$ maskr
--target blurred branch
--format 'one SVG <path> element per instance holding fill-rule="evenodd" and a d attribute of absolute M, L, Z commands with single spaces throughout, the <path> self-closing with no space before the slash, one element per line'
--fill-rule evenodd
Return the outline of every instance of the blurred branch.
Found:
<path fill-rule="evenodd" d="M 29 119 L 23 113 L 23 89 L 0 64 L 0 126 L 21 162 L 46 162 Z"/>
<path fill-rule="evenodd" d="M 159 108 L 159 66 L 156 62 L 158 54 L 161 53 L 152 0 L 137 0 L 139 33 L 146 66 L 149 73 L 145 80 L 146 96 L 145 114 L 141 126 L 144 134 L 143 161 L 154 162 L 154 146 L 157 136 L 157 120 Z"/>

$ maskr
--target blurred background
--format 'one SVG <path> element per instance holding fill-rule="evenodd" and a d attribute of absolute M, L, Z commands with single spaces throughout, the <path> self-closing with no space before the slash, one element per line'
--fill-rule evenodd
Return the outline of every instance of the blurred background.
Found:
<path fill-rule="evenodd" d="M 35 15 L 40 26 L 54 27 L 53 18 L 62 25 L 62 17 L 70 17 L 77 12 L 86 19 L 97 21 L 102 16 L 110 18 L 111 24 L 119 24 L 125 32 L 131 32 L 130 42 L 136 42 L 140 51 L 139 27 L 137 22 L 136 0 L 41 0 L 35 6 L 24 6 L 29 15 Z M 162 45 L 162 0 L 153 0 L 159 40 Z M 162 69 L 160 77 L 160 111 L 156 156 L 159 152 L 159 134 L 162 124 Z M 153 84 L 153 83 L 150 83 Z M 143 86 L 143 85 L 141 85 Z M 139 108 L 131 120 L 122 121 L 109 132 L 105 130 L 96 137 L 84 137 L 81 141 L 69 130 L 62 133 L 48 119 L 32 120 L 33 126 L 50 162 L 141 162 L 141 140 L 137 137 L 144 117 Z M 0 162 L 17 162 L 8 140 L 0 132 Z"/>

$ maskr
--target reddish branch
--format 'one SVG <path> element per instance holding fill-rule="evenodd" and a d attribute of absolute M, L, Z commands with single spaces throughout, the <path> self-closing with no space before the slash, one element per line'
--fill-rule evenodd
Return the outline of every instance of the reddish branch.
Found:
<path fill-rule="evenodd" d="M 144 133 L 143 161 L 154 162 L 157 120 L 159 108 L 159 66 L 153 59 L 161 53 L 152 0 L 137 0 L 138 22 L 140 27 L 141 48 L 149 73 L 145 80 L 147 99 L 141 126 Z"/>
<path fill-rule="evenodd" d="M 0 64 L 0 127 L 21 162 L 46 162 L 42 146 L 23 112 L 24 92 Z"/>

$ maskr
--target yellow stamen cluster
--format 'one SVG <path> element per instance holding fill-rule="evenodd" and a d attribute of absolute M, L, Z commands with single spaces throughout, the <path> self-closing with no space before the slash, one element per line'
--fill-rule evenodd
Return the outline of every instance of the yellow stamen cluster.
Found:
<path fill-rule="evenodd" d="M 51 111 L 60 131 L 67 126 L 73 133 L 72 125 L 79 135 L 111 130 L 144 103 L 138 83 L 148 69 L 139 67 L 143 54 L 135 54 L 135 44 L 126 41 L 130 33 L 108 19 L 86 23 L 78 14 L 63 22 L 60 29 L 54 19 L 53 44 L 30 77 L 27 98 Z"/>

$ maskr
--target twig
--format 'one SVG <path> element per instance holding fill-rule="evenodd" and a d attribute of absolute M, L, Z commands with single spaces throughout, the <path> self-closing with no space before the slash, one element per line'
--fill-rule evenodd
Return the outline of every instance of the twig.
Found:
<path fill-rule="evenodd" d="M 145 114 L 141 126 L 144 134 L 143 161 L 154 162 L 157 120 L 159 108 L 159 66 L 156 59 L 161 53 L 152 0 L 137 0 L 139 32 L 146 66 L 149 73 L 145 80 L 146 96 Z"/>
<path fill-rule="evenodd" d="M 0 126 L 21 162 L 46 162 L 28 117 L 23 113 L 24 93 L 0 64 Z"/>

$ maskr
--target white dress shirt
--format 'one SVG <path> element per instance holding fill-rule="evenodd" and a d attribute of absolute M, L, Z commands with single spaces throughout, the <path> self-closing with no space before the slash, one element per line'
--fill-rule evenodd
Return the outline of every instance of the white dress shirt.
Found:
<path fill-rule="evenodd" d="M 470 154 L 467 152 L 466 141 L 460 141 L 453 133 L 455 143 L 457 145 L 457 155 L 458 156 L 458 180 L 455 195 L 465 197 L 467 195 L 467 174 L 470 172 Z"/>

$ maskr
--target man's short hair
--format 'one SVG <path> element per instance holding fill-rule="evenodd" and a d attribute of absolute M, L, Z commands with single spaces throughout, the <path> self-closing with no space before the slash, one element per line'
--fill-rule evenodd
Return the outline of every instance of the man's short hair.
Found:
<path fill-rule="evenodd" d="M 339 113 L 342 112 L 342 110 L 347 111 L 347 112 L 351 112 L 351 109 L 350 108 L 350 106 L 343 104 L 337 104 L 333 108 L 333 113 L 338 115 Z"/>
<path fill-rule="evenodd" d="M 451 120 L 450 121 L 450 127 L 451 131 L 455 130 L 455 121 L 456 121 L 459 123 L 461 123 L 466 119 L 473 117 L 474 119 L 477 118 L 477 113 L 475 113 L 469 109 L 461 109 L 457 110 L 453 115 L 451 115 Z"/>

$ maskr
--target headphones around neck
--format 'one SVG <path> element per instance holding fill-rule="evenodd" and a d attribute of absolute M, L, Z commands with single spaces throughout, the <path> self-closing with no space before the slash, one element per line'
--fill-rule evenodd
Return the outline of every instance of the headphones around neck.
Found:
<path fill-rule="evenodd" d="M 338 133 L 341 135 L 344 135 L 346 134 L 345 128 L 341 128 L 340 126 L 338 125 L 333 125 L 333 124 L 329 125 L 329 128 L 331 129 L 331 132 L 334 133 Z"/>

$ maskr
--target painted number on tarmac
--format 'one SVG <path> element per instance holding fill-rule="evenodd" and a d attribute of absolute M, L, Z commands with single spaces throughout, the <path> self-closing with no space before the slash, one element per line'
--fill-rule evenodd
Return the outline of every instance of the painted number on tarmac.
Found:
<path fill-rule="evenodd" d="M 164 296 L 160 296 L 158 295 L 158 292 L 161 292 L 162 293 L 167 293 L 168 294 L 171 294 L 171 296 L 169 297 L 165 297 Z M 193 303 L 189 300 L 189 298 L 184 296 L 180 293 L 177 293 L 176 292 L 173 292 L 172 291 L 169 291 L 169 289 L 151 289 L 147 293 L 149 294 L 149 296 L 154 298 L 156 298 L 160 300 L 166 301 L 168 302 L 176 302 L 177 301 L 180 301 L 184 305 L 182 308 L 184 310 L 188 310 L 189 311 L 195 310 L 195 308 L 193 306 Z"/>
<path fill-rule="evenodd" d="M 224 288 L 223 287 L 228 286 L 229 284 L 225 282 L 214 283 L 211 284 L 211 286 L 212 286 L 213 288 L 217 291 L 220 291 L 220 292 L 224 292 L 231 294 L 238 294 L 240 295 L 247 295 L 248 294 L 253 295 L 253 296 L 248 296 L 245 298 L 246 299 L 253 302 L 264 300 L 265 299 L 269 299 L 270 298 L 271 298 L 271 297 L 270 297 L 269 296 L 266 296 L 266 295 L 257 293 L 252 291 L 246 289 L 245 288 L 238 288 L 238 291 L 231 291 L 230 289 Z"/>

DIRECTIONS:
Render every line of the items above as a two-column Markdown table headed Row and Text, numbering each row and leaving out blank lines.

EXERCISE RESULT:
| Row | Text |
|---|---|
| 1 | $ maskr |
| 2 | --target blurred branch |
| 3 | --format 'one SVG <path> element per instance holding fill-rule="evenodd" and a d attribute of absolute M, L, Z commands with single spaces throughout, the <path> self-closing with no space before the slash, one element per line' |
| 4 | --fill-rule evenodd |
| 5 | Return the outline of every instance of the blurred branch. |
| 6 | Found: |
| 7 | <path fill-rule="evenodd" d="M 29 119 L 23 113 L 23 89 L 0 64 L 0 126 L 21 162 L 46 162 Z"/> |
| 8 | <path fill-rule="evenodd" d="M 159 108 L 159 66 L 156 62 L 158 54 L 161 53 L 152 0 L 137 0 L 139 33 L 146 66 L 149 73 L 145 80 L 146 96 L 145 114 L 141 126 L 144 134 L 143 161 L 154 162 L 154 146 L 157 136 L 157 120 Z"/> |
| 9 | $ maskr |
| 10 | --target blurred background |
| 11 | --format 'one SVG <path> element per instance holding fill-rule="evenodd" and a d attribute of absolute M, L, Z commands with single spaces throughout, the <path> self-closing with no space before the slash, one element per line' |
| 12 | --fill-rule evenodd |
| 13 | Return the outline of every instance of the blurred background. |
| 14 | Found: |
| 15 | <path fill-rule="evenodd" d="M 35 15 L 40 26 L 54 27 L 53 18 L 62 25 L 62 17 L 70 17 L 77 12 L 86 19 L 97 21 L 102 16 L 110 18 L 111 24 L 119 24 L 125 32 L 131 32 L 130 42 L 136 42 L 140 51 L 139 27 L 137 22 L 136 0 L 41 0 L 35 6 L 24 6 L 29 15 Z M 162 45 L 162 0 L 153 0 L 159 40 Z M 162 69 L 160 77 L 160 111 L 156 156 L 159 152 L 159 134 L 162 124 Z M 153 84 L 153 83 L 150 83 Z M 143 86 L 143 85 L 141 85 Z M 139 108 L 131 120 L 122 121 L 109 132 L 105 130 L 96 137 L 84 137 L 81 141 L 69 130 L 62 133 L 48 119 L 32 120 L 33 126 L 50 162 L 141 162 L 141 140 L 137 137 L 144 117 Z M 0 162 L 17 162 L 8 140 L 0 132 Z"/> |
| 16 | $ maskr |
| 17 | --target reddish branch |
| 18 | --format 'one SVG <path> element per instance holding fill-rule="evenodd" and a d attribute of absolute M, L, Z commands with single spaces throughout, the <path> self-closing with no space before the slash, one element per line' |
| 19 | --fill-rule evenodd |
| 20 | Return the outline of every instance of the reddish branch. |
| 21 | Found: |
| 22 | <path fill-rule="evenodd" d="M 144 133 L 143 161 L 154 162 L 157 120 L 159 108 L 159 66 L 153 59 L 161 53 L 152 0 L 137 0 L 138 22 L 140 27 L 141 48 L 149 73 L 145 80 L 147 99 L 141 126 Z"/> |
| 23 | <path fill-rule="evenodd" d="M 0 64 L 0 127 L 21 162 L 46 162 L 42 146 L 23 112 L 24 92 Z"/> |
| 24 | $ maskr |
| 25 | --target yellow stamen cluster |
| 26 | --format 'one SVG <path> element per instance holding fill-rule="evenodd" and a d attribute of absolute M, L, Z commands with single spaces throughout, the <path> self-closing with no space before the slash, one element per line' |
| 27 | --fill-rule evenodd |
| 28 | Return the outline of every instance of the yellow stamen cluster. |
| 29 | Found: |
| 30 | <path fill-rule="evenodd" d="M 51 111 L 60 131 L 67 126 L 73 133 L 72 125 L 79 135 L 111 130 L 144 103 L 138 83 L 148 69 L 139 67 L 143 54 L 135 54 L 135 44 L 126 41 L 130 33 L 108 19 L 86 23 L 78 14 L 63 22 L 60 29 L 54 19 L 53 44 L 30 77 L 27 98 Z"/> |
| 31 | $ maskr |
| 32 | --target twig |
| 33 | --format 'one SVG <path> element per instance holding fill-rule="evenodd" and a d attribute of absolute M, L, Z commands with single spaces throughout, the <path> self-closing with no space before the slash, one element per line' |
| 34 | --fill-rule evenodd |
| 35 | Return the outline of every instance of the twig. |
| 36 | Found: |
| 37 | <path fill-rule="evenodd" d="M 145 114 L 141 126 L 144 134 L 143 161 L 154 162 L 157 120 L 159 108 L 159 66 L 156 59 L 161 53 L 152 0 L 137 0 L 139 32 L 146 66 L 149 73 L 145 80 L 146 96 Z"/> |
| 38 | <path fill-rule="evenodd" d="M 0 126 L 21 162 L 46 162 L 28 117 L 23 113 L 24 93 L 0 64 Z"/> |
| 39 | $ maskr |
| 40 | --target white dress shirt |
| 41 | --format 'one SVG <path> element per instance holding fill-rule="evenodd" and a d attribute of absolute M, L, Z commands with single spaces throughout, the <path> self-closing with no space before the slash, one element per line' |
| 42 | --fill-rule evenodd |
| 43 | Return the outline of every instance of the white dress shirt. |
| 44 | Found: |
| 45 | <path fill-rule="evenodd" d="M 470 154 L 467 152 L 466 141 L 460 141 L 453 133 L 455 143 L 457 145 L 457 155 L 458 156 L 458 180 L 455 195 L 465 197 L 467 195 L 467 174 L 470 172 Z"/> |
| 46 | $ maskr |
| 47 | --target man's short hair |
| 48 | --format 'one SVG <path> element per instance holding fill-rule="evenodd" and a d attribute of absolute M, L, Z commands with single spaces throughout, the <path> self-closing with no space before the slash, one element per line' |
| 49 | --fill-rule evenodd |
| 50 | Return the outline of every instance of the man's short hair. |
| 51 | Found: |
| 52 | <path fill-rule="evenodd" d="M 339 113 L 342 112 L 342 110 L 347 111 L 347 112 L 351 112 L 351 109 L 350 108 L 350 106 L 343 104 L 337 104 L 333 108 L 333 113 L 338 115 Z"/> |
| 53 | <path fill-rule="evenodd" d="M 451 120 L 450 121 L 450 127 L 451 131 L 455 130 L 455 121 L 456 121 L 459 123 L 461 123 L 466 119 L 473 117 L 474 119 L 477 118 L 477 113 L 475 113 L 469 109 L 461 109 L 457 110 L 453 115 L 451 115 Z"/> |
| 54 | $ maskr |
| 55 | --target headphones around neck |
| 56 | --format 'one SVG <path> element per instance holding fill-rule="evenodd" and a d attribute of absolute M, L, Z commands with single spaces throughout, the <path> self-closing with no space before the slash, one element per line' |
| 57 | --fill-rule evenodd |
| 58 | Return the outline of every instance of the headphones around neck. |
| 59 | Found: |
| 60 | <path fill-rule="evenodd" d="M 338 133 L 341 135 L 344 135 L 346 134 L 345 128 L 341 128 L 340 126 L 338 125 L 333 125 L 333 124 L 329 125 L 329 128 L 331 129 L 331 132 L 334 133 Z"/> |
| 61 | $ maskr |
| 62 | --target painted number on tarmac |
| 63 | --format 'one SVG <path> element per instance holding fill-rule="evenodd" and a d attribute of absolute M, L, Z commands with single spaces throughout, the <path> self-closing with no space before the slash, one element per line' |
| 64 | --fill-rule evenodd |
| 65 | Return the outline of every instance of the painted number on tarmac. |
| 66 | Found: |
| 67 | <path fill-rule="evenodd" d="M 164 296 L 160 296 L 158 295 L 158 292 L 161 292 L 162 293 L 167 293 L 168 294 L 171 294 L 171 296 L 169 297 L 165 297 Z M 193 303 L 189 300 L 189 298 L 184 296 L 180 293 L 177 293 L 176 292 L 173 292 L 172 291 L 169 291 L 169 289 L 151 289 L 147 293 L 149 294 L 149 296 L 154 298 L 156 298 L 160 300 L 166 301 L 168 302 L 176 302 L 177 301 L 180 301 L 184 305 L 182 308 L 184 310 L 188 310 L 189 311 L 195 310 L 195 308 L 193 306 Z"/> |
| 68 | <path fill-rule="evenodd" d="M 224 288 L 223 287 L 228 286 L 229 284 L 225 282 L 214 283 L 211 284 L 211 286 L 212 286 L 213 288 L 217 291 L 220 291 L 220 292 L 224 292 L 231 294 L 238 294 L 240 295 L 247 295 L 248 294 L 253 295 L 253 296 L 248 296 L 245 298 L 246 299 L 253 302 L 264 300 L 265 299 L 269 299 L 270 298 L 271 298 L 271 297 L 270 297 L 269 296 L 266 296 L 266 295 L 257 293 L 252 291 L 246 289 L 245 288 L 238 288 L 238 291 L 231 291 L 230 289 Z"/> |